DATASET ENTRIES Block Start

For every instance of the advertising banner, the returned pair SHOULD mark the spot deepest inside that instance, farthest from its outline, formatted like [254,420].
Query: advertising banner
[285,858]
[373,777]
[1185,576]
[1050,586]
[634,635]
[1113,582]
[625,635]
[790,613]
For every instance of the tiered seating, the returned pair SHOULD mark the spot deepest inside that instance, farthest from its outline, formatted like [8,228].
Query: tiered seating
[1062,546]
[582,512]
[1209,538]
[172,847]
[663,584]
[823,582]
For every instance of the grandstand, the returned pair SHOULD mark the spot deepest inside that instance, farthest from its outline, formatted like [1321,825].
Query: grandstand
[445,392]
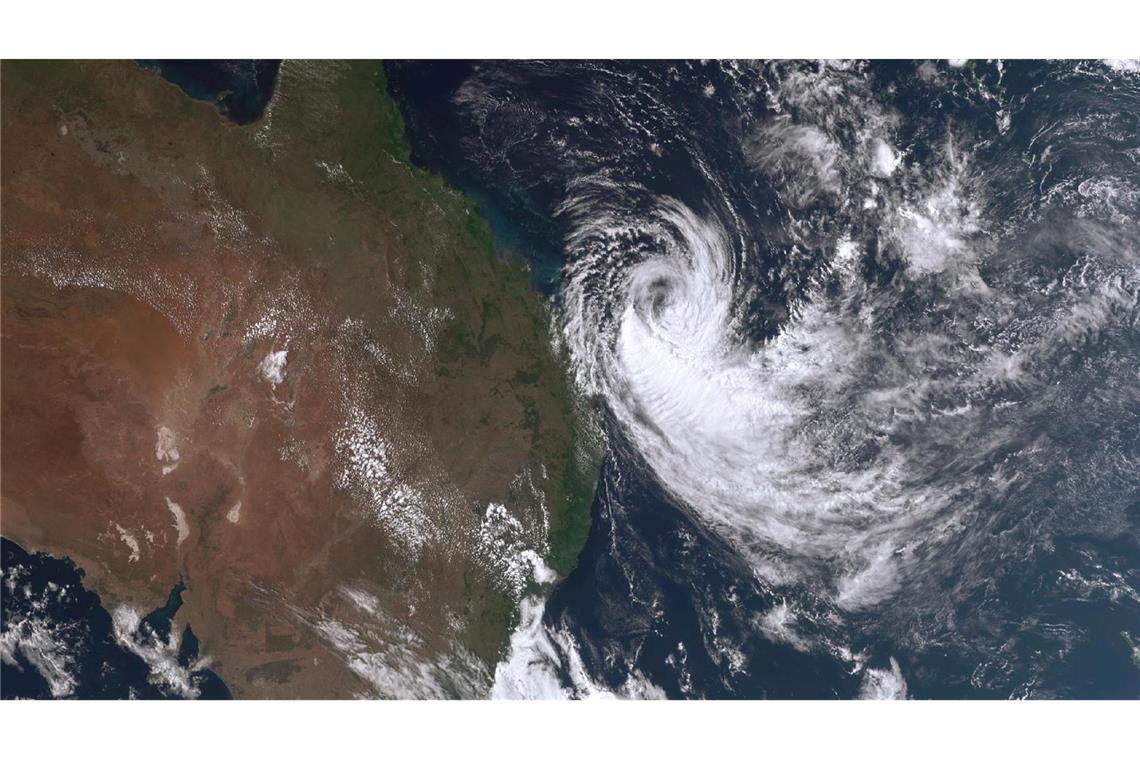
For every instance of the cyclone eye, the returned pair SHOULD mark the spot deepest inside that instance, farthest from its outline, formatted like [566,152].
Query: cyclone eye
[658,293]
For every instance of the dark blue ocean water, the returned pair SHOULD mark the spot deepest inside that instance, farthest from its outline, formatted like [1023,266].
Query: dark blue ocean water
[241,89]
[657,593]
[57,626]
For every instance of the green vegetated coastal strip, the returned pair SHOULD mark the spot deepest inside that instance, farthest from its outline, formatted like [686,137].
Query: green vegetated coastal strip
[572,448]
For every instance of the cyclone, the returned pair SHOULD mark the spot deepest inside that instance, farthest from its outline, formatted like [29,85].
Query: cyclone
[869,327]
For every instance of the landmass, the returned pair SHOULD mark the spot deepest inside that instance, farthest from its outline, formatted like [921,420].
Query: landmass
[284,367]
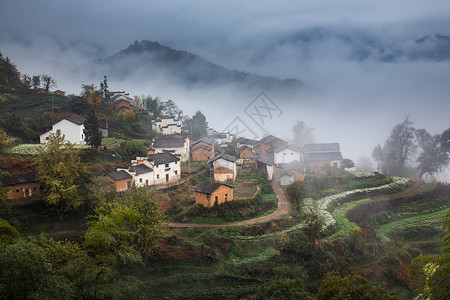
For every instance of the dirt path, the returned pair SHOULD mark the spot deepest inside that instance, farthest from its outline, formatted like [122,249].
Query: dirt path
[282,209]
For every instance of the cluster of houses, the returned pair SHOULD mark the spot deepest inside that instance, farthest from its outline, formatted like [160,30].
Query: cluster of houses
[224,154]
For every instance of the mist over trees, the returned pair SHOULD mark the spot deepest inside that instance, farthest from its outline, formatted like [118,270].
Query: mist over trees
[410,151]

DATASET ENTRIES Block End
DATASET ENTRIES Block Start

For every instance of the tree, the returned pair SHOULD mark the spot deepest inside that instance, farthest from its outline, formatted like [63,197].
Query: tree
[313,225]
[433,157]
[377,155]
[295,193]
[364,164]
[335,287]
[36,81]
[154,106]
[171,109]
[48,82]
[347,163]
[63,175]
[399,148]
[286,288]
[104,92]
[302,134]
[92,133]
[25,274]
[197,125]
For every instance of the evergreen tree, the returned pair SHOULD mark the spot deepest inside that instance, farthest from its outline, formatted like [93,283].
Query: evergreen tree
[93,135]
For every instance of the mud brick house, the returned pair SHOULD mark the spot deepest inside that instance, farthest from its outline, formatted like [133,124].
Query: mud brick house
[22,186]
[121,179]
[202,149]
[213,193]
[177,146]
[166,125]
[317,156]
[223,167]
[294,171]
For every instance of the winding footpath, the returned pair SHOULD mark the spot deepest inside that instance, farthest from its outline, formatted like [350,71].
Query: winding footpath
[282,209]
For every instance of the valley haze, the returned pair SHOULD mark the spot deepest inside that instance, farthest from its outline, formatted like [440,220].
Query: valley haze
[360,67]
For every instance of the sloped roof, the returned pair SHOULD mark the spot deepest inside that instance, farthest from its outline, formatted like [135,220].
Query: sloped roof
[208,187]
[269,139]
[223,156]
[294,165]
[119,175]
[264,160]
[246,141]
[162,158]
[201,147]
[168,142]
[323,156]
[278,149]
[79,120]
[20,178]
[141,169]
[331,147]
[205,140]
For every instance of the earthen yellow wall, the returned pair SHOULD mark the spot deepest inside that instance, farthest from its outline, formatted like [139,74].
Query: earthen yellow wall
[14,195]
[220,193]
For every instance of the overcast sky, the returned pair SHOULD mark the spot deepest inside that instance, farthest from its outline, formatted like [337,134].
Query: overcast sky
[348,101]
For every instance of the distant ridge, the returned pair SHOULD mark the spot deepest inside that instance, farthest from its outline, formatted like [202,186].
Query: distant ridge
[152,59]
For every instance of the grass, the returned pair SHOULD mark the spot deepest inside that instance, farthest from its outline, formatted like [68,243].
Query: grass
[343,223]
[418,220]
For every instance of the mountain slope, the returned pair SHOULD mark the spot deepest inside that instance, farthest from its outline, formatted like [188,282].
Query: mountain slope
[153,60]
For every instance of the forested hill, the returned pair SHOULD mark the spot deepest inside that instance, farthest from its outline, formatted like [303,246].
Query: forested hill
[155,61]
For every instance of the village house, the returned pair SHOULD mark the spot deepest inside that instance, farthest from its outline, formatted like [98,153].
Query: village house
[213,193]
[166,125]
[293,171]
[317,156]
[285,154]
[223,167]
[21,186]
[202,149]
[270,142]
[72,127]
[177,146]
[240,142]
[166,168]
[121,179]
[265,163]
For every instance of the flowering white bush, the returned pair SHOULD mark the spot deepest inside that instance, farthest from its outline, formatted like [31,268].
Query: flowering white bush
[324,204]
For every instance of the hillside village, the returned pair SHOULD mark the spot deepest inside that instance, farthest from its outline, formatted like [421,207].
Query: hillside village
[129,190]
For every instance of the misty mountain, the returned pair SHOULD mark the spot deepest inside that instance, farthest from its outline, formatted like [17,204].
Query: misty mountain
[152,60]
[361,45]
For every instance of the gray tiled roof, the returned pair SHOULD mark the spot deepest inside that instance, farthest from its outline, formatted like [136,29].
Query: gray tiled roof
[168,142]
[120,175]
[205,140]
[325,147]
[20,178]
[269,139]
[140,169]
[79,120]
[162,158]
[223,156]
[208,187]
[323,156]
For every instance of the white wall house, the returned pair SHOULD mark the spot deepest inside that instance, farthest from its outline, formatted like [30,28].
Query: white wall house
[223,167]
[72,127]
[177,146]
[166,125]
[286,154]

DATASET ENTRIES Block End
DATASET ENTRIES Block Start

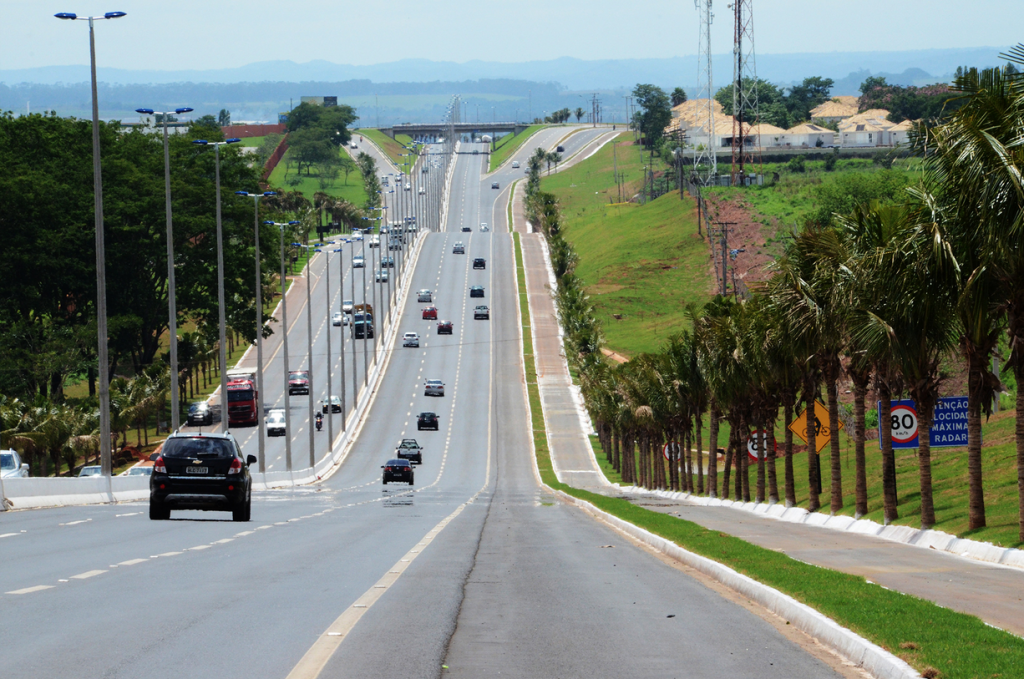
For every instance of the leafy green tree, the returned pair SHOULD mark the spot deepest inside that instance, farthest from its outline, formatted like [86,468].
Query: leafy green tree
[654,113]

DATASET ENTRIES Block End

TASK GOAL: Your reply is to repeat, unchanged, the lines above running from the one with "For every instance of the dirt" up to and including the one with "For every instance of the cluster".

ANSWER FOR THIS EXERCISE:
For every instance of the dirt path, the returned pair SHOULD mark the spot deepest inside that instance, farthest from its outline, formatted like [122,249].
Query: dirt path
[282,209]
For every instance of the cluster of houses, the returned pair SHOULD mark the spot deepest inside that instance, farthest from its outline, formatted like [160,30].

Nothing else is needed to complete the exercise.